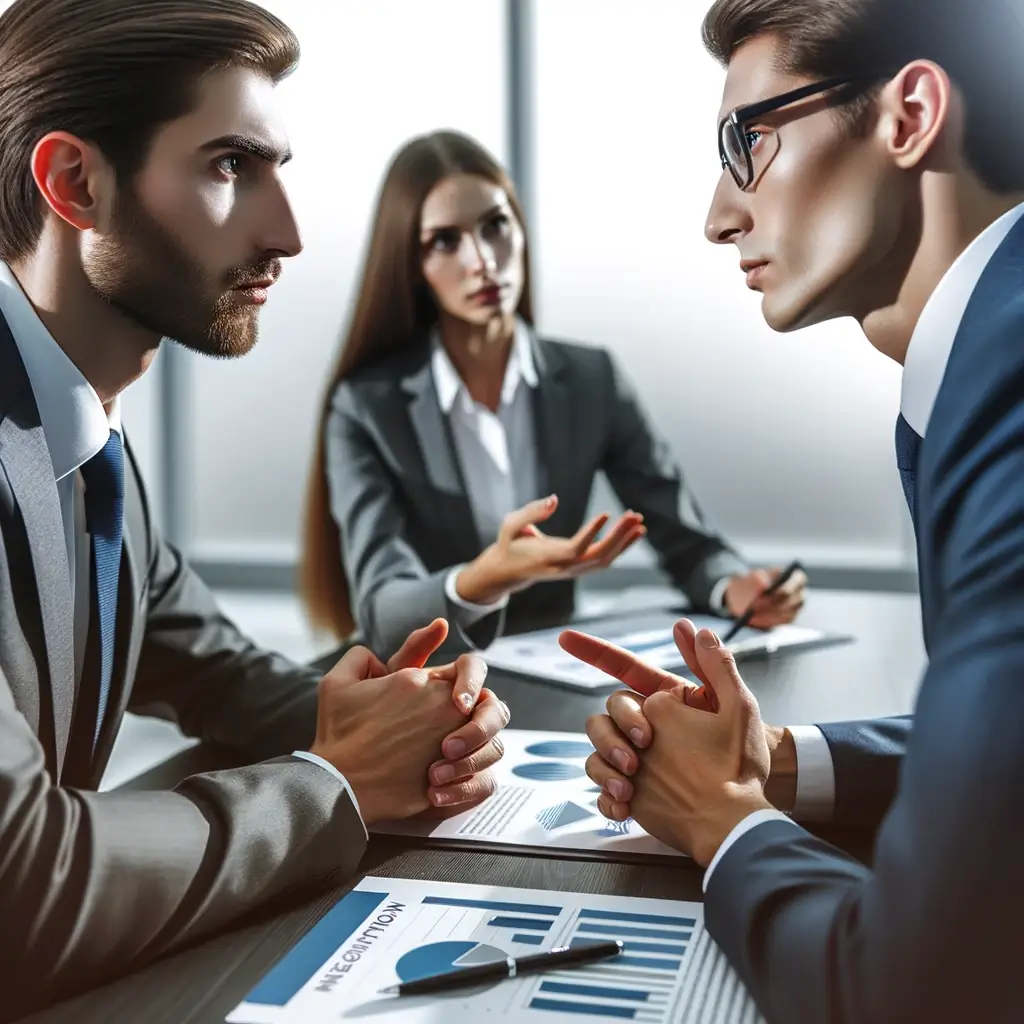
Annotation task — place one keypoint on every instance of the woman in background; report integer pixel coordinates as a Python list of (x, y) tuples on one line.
[(458, 449)]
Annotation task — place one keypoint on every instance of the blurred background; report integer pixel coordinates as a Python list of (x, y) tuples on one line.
[(604, 111)]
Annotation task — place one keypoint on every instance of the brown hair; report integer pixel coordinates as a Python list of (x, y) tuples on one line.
[(112, 72), (978, 43), (393, 310)]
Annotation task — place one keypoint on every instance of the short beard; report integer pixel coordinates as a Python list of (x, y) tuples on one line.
[(141, 270)]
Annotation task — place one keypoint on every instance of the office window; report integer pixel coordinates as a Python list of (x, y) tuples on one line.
[(787, 439)]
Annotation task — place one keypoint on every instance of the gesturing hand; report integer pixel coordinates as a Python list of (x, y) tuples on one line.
[(384, 727), (707, 757), (769, 609), (523, 555)]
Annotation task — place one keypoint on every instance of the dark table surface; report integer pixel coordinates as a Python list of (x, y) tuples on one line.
[(877, 675)]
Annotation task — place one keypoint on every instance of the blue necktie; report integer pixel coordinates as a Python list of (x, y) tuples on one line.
[(104, 502), (907, 444)]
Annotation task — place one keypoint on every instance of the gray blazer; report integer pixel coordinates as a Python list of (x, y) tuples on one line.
[(399, 500), (92, 884)]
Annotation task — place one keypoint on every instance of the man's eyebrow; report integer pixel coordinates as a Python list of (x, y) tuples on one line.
[(254, 146)]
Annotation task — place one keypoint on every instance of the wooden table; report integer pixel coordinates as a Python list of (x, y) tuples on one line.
[(876, 676)]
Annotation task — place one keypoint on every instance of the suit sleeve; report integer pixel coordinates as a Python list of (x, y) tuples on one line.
[(866, 759), (92, 885), (645, 477), (392, 591), (932, 934)]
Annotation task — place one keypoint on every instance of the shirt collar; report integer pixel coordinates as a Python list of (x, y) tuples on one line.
[(521, 367), (933, 338), (75, 424)]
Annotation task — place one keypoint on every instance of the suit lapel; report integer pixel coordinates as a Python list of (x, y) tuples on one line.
[(125, 655), (27, 464), (433, 435), (553, 428)]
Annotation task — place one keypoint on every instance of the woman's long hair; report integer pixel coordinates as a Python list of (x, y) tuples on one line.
[(393, 309)]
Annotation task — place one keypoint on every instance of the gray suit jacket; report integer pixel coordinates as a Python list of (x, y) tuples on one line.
[(399, 500), (92, 884)]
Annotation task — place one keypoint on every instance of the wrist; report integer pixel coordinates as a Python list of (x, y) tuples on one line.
[(478, 584), (781, 785), (742, 801)]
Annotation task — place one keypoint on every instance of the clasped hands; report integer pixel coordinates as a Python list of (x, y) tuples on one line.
[(688, 761), (411, 739)]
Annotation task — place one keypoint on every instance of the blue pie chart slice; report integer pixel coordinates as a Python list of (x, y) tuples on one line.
[(424, 962), (548, 771), (560, 749)]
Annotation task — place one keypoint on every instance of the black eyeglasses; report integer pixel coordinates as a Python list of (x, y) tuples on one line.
[(734, 145)]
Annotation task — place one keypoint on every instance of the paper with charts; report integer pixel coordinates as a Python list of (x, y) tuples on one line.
[(646, 634), (390, 930), (544, 800)]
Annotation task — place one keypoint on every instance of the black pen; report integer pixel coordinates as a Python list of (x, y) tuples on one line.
[(744, 619), (553, 960)]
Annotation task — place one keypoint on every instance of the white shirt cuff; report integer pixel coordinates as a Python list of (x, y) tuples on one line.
[(815, 800), (317, 760), (717, 600), (752, 820), (466, 612)]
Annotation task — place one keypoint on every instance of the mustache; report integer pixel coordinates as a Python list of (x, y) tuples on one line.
[(247, 275)]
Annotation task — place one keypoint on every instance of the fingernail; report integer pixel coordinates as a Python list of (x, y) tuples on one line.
[(619, 790), (710, 640)]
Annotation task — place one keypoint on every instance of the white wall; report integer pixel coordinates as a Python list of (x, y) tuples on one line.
[(373, 74), (787, 439)]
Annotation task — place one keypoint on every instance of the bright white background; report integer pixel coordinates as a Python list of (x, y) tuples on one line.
[(786, 439)]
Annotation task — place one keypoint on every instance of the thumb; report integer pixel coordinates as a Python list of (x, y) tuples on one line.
[(416, 651), (718, 668), (516, 522)]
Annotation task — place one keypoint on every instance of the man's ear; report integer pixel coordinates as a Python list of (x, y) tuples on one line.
[(918, 107), (73, 178)]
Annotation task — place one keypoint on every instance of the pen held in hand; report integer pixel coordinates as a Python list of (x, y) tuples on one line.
[(553, 960), (745, 617)]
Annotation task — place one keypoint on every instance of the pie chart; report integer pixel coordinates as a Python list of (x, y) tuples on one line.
[(440, 956), (548, 771), (560, 749)]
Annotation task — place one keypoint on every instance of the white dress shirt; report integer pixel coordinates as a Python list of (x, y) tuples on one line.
[(498, 456), (924, 370), (76, 427), (497, 451)]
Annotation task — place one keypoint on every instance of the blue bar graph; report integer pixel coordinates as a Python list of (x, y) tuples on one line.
[(638, 919), (591, 1009), (595, 991), (633, 933), (658, 965), (480, 904), (526, 924), (653, 947)]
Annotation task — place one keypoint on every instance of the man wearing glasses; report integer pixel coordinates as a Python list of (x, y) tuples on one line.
[(871, 168)]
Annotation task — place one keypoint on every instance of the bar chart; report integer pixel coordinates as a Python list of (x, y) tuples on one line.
[(637, 985)]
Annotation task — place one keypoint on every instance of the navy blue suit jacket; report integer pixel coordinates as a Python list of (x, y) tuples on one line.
[(933, 933)]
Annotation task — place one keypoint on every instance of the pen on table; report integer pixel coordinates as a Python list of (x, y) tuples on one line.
[(745, 617), (553, 960)]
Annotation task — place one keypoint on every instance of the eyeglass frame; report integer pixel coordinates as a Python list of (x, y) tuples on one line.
[(742, 116)]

Requirements |
Please set down all of the records above word for word, leaving out the pictures.

Output for this task |
Annotation task — place one keypoint on every instance of the woman in background; report integer pixel coordinates as a Python list of (x, y) tuples on one line.
[(458, 449)]
Annotation task — place one keypoint on every instance of the blurred background; report integer pixel coordinates as a Python list of (x, y) tuples on one line.
[(604, 111)]
Annotation task — place one keypoint on every instance of the brown hair; report integer pixel coordinates as a Python list of (x, y) tuples on one line.
[(112, 72), (978, 43), (393, 310)]
Annotation task — place one keypoint on every instance of the short beard; report integer pixel coordinates as a Python list of (x, y) tuples on one line.
[(141, 270)]
Annotation task — place one keypoint on every instance of the office window; report integer pixel coordinates as a Python list of (x, y) tuples on one line.
[(787, 439)]
Annotation task — place one keypoint on every instance of the gesturing hand; report integer pixel coordinates as a Python list of (x, y) tuples on one line.
[(384, 727), (707, 757), (769, 609), (523, 555)]
Annotation task — place one keypoint on every instance of the dark table surface; report integer pixel coordinates as a Python list of (x, y) tuples on one line.
[(877, 675)]
Annotation task — place one keypoint on every instance of the blue necktie; report integer pixel coordinates as a Python list of (x, y) tuples on one line.
[(104, 502), (907, 444)]
Annotation task — place one keypoint on every instance of the gray blazer; report integer pixel coordinates as a Python list of (x, y) tuples on one line.
[(399, 500), (92, 884)]
Annotation task — place one keypoint on every instance of the man's eyebrow; report integer pixel coordinates as a Python list of (x, y) tuples on one line.
[(254, 146)]
Annotation task — place one keypoint on every instance of the wooden table; report integer pixel coordinates as a Python list of (x, y) tuples on one line.
[(876, 676)]
Annotation task — place one keypoint on every instance of the suit sleeve; report integer pixel coordinates as a Python list of (x, y) tuples on one line.
[(866, 759), (92, 885), (645, 477), (392, 591), (932, 934)]
Annotation task — place one keypoint on every instance of the shirt collar; report integer pixel coordinates as a Python list of (x, y) tuples on one line.
[(521, 367), (933, 338), (75, 424)]
Annotation task — place one keypoint on every instance of the suit lapel; report integer pixel coordinates as a Python list of (x, y) tuples on one line.
[(125, 655), (27, 464), (433, 435), (553, 428)]
Annotation task — place one keypoint on every instance of the woman's long hair; report integer pixel coordinates as a Python list of (x, y) tuples on one line.
[(393, 309)]
Annotation task — place one keypoint on every instance of the gray suit jacket; report integer pixel coordinates as a Python list of (x, y) tuples on one line.
[(399, 500), (92, 884)]
Annotation task — place one keypoint on every instance of the wrist; report integer pixel coordinates as a Python list of (x, y) tuples on one line.
[(478, 584), (781, 785), (742, 801)]
Annotation task — place one keypoint on every instance of the clasped hands; report integer pixel coordinates as a Python list of (x, y) tuples on one line.
[(688, 761), (411, 739)]
Annotation task — place one keypoint on every instance of the blue pie chart slice; report integer pixel coordinates as a Python list of (x, y) tuples on one line.
[(424, 962), (548, 771), (560, 749)]
Annotation task — place one keypoint on every instance of the black eyeglasses; report integer pixel coordinates as a Python list of (x, y) tuples on one line.
[(734, 145)]
Annotation task — place one keypoint on every instance of the paper with charts; report integer pixel coordinates as a Python list of (x, y) tuples on one line.
[(646, 634), (390, 930), (544, 800)]
Annotation task — place one keypoint on every instance of the black pen; report integer pixel coordinates as a Python list of (x, y) tuples on one line.
[(744, 619), (553, 960)]
Annotation task — place one keypoint on every instance of the white shirt cuff; report integer pixel coordinates as a Python list of (x, y) tuples on one line.
[(815, 800), (317, 760), (717, 600), (752, 820), (466, 612)]
Annotation task — place one keypoint on every instance of the mustache; report integer pixel coordinates as a Python list of (x, y) tuples on one line.
[(247, 275)]
Annotation task — place one keypoint on every instance of the fingernail; report integer pixel coordinates as a Python list of (x, y) tuples on one line.
[(619, 790), (710, 640)]
Annotation task — place one keypoint on every instance of the white wall; report integer pixel coordinates as a Python list of (x, y) tuples on one line.
[(373, 74), (787, 439)]
Annotation task — place one keypoint on every instance of the bright white background; report integer pixel coordinates as a Python list of (x, y) tuples on one line.
[(786, 439)]
Annotation task — place one keypoint on every instance of the thumb; report integer pixel coordinates as a Python list of (x, y) tuples on one line.
[(416, 651), (718, 668), (516, 522)]
Annotation task — place one keypoint on every instance of the man's ear; report integer pixel coordinates as a Python list of (x, y) tuples on one line.
[(918, 107), (73, 178)]
Annotation task — place one keypoint on every instance of the pen held in hand; report integer pixel coordinates as a Python list of (x, y) tuples on one line.
[(553, 960), (745, 617)]
Annotation task — place one keypoint on every instance of the pie chart; report integer pixel coordinates as a Python list of (x, y) tuples on one line.
[(440, 956), (548, 771), (560, 749)]
Annotation task — place one keypoint on every instance of the white dress shirt; report integer pixel coordinates as a Python list of (x, y) tuples on one line.
[(498, 456), (924, 370), (76, 427), (497, 451)]
Annotation task — place one keypoint on every instance of the blue bar graph; report integer pixel coordinates as a Python list of (x, y) tuples on one line.
[(638, 919), (591, 1009), (595, 991), (633, 933), (658, 965), (480, 904), (526, 924), (653, 947)]
Annotation task — place one keypoint on every instance of the man wearing glasses; report integer pixel coordinates as a Python list of (x, y) tuples on one line.
[(871, 168)]
Annotation task — place one keypoint on every instance of the bar chart; report integer pixel coordinates as a Python list of (x, y) tuples on one line.
[(637, 985)]
Annotation task — place one keypoint on every instance of the navy blue suit jacket; report integer pixel coordinates as a Python list of (x, y) tuples on one line.
[(933, 933)]
Annotation task — place one keypoint on every instance of the pen on table; report integer pixel coordinates as a Python list of (x, y) tuples on one line.
[(745, 617), (553, 960)]
Annotation task — place one keypoint on every instance of the eyeglass frame; report integer pixel coordinates as a Python list of (x, y) tuples on one line.
[(742, 116)]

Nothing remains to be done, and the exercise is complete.